• **INFORMATION**:
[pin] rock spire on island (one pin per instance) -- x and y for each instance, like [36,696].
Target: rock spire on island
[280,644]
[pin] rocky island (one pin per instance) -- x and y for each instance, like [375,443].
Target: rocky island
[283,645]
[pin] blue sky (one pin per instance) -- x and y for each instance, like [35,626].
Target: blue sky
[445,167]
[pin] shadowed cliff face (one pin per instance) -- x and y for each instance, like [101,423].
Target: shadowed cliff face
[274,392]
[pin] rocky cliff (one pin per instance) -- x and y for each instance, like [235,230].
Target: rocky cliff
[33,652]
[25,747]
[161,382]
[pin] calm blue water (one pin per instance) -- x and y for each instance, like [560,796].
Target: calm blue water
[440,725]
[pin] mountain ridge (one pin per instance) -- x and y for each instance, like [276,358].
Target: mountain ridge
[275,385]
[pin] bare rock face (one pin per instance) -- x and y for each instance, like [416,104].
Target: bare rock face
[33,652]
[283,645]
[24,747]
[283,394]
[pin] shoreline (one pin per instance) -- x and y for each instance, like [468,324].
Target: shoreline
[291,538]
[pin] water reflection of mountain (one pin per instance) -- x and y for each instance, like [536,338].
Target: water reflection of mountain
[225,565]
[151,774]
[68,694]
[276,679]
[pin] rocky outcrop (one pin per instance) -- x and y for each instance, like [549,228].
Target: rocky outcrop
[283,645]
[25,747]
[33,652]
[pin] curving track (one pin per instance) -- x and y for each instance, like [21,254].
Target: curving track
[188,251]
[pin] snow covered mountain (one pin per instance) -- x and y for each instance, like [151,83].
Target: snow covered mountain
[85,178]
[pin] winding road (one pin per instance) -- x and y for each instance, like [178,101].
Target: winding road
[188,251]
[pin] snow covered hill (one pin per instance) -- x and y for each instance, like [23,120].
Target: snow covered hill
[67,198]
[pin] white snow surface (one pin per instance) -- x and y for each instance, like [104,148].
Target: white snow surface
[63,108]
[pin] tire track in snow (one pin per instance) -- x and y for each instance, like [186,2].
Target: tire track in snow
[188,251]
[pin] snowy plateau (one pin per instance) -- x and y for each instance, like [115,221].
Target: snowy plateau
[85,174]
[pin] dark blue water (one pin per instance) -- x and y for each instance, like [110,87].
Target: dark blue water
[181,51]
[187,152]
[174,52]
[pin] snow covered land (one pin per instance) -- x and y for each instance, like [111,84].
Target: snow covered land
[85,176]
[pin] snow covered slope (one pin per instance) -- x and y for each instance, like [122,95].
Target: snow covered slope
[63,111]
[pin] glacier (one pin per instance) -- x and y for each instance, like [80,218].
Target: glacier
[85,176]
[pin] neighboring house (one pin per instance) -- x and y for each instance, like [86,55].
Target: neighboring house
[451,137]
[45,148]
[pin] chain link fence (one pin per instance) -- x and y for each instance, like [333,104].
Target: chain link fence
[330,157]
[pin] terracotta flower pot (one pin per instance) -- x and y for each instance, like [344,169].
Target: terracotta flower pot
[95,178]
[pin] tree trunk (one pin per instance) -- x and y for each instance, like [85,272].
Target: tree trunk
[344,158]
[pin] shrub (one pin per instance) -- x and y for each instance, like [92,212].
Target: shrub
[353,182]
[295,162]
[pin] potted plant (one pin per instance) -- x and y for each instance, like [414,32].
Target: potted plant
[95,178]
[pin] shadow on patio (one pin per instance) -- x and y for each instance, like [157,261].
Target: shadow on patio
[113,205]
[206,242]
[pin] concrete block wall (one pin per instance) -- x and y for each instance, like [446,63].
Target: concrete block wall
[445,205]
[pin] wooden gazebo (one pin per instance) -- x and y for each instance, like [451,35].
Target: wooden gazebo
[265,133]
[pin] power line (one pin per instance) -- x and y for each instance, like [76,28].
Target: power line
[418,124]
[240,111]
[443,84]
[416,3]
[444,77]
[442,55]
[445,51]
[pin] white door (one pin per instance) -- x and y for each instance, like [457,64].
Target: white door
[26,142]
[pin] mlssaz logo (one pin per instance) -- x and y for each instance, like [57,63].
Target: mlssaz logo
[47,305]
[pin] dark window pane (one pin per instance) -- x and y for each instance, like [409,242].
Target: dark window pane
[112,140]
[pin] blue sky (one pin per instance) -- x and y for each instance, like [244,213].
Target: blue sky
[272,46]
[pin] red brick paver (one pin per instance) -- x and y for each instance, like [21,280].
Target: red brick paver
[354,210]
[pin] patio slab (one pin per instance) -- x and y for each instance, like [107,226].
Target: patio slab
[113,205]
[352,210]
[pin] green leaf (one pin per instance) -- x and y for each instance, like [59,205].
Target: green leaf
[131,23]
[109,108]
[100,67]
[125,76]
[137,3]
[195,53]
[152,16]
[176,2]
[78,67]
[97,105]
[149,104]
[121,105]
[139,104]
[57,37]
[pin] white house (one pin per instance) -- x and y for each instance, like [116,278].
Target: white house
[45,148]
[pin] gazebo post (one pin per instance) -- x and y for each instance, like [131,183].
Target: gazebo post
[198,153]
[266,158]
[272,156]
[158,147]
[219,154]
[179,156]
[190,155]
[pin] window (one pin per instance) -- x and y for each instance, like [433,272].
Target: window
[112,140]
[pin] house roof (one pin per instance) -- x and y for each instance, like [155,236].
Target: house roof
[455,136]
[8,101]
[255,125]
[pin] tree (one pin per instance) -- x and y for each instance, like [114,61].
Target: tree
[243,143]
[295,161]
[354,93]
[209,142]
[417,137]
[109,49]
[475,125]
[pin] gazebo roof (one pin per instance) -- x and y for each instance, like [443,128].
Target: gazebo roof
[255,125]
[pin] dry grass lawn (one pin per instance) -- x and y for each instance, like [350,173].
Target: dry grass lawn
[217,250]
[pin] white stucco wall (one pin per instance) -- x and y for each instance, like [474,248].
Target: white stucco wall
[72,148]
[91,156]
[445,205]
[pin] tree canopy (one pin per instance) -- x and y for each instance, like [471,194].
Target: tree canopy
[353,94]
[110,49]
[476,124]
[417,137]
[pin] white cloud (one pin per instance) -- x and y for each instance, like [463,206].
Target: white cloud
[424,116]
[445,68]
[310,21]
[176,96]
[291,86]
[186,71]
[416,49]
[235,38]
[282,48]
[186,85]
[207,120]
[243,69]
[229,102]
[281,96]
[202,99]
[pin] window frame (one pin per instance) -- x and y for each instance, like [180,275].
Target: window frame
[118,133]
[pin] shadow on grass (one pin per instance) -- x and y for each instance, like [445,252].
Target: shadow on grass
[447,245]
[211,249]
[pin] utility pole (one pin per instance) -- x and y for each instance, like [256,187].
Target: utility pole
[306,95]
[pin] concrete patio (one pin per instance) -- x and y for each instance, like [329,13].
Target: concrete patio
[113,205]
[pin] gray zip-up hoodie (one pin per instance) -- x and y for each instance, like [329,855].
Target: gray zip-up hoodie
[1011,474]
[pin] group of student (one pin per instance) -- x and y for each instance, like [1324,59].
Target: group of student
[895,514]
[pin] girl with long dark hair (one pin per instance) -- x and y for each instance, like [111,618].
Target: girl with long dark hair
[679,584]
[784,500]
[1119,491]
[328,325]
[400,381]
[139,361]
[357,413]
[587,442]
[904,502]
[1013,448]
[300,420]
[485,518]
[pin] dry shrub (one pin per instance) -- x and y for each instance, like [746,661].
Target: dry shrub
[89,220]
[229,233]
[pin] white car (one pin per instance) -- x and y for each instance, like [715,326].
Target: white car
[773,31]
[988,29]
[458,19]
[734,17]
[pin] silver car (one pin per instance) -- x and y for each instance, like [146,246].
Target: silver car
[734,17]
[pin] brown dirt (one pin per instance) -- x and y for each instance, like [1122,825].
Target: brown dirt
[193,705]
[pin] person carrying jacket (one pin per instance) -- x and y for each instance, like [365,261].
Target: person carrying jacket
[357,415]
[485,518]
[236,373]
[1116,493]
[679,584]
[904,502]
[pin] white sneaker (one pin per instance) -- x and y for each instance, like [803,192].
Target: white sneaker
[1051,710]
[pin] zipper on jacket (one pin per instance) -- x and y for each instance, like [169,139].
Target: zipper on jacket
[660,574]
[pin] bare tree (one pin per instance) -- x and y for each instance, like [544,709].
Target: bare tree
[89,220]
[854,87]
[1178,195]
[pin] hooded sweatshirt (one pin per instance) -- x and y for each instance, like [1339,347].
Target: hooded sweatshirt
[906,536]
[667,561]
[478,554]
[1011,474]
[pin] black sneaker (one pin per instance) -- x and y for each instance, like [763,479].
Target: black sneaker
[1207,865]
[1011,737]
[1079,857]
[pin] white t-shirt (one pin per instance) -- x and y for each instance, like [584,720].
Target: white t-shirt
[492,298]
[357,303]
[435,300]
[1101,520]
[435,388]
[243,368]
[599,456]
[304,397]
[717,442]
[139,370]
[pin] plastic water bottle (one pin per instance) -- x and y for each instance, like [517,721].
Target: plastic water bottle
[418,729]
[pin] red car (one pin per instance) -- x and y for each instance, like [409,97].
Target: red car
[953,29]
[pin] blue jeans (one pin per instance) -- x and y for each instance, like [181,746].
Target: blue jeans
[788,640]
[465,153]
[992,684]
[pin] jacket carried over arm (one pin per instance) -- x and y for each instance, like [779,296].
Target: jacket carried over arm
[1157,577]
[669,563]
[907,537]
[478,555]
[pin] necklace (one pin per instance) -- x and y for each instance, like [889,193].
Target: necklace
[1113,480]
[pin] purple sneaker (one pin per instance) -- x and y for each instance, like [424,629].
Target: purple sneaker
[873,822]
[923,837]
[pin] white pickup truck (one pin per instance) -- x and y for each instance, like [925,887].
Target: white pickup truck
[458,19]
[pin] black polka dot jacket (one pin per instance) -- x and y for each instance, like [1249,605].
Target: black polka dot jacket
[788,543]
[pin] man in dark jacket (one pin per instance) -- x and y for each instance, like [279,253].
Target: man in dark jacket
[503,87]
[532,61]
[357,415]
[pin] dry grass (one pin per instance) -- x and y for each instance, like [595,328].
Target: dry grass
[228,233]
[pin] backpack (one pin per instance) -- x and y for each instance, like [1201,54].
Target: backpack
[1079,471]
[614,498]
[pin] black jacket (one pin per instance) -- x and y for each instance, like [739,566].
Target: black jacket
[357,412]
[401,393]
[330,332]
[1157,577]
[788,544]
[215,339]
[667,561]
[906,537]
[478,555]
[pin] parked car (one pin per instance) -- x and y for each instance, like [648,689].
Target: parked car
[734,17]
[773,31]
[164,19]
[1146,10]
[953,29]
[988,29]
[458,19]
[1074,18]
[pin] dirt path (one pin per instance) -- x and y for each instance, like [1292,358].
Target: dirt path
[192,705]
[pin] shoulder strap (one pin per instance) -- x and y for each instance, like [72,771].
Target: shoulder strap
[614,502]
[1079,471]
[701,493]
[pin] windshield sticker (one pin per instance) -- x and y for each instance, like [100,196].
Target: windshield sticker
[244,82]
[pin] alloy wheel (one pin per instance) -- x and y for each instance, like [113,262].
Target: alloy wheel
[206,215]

• **WHAT YOU HAVE TO DO**:
Copying word for word, give each line of the data above from the first one through the line containing "[pin] mountain ridge", and nothing else.

• **SOLUTION FOR THIS PROBLEM**:
[pin] rock spire on island (one pin per instance) -- x and y for each instance, like [36,696].
Target: rock spire on island
[280,644]
[pin] rocky island (one pin per instance) -- x and y for each instance, like [375,443].
Target: rocky island
[283,645]
[pin] blue sky (one pin per instance) -- x and y for each instance, like [35,626].
Target: blue sky
[445,167]
[pin] shadowed cliff face (one pin per instance) -- x and y for each instance, like [101,423].
Target: shadowed cliff face
[274,392]
[pin] rocky cliff (one pin per instance) -- x and y for each instance, like [235,230].
Target: rocky cliff
[33,652]
[25,747]
[161,382]
[pin] calm blue water (one pin per instance) -- x and y for each instance, like [560,796].
Target: calm blue water
[440,725]
[pin] mountain ridge (one pin per instance) -- x and y for each instance, like [276,358].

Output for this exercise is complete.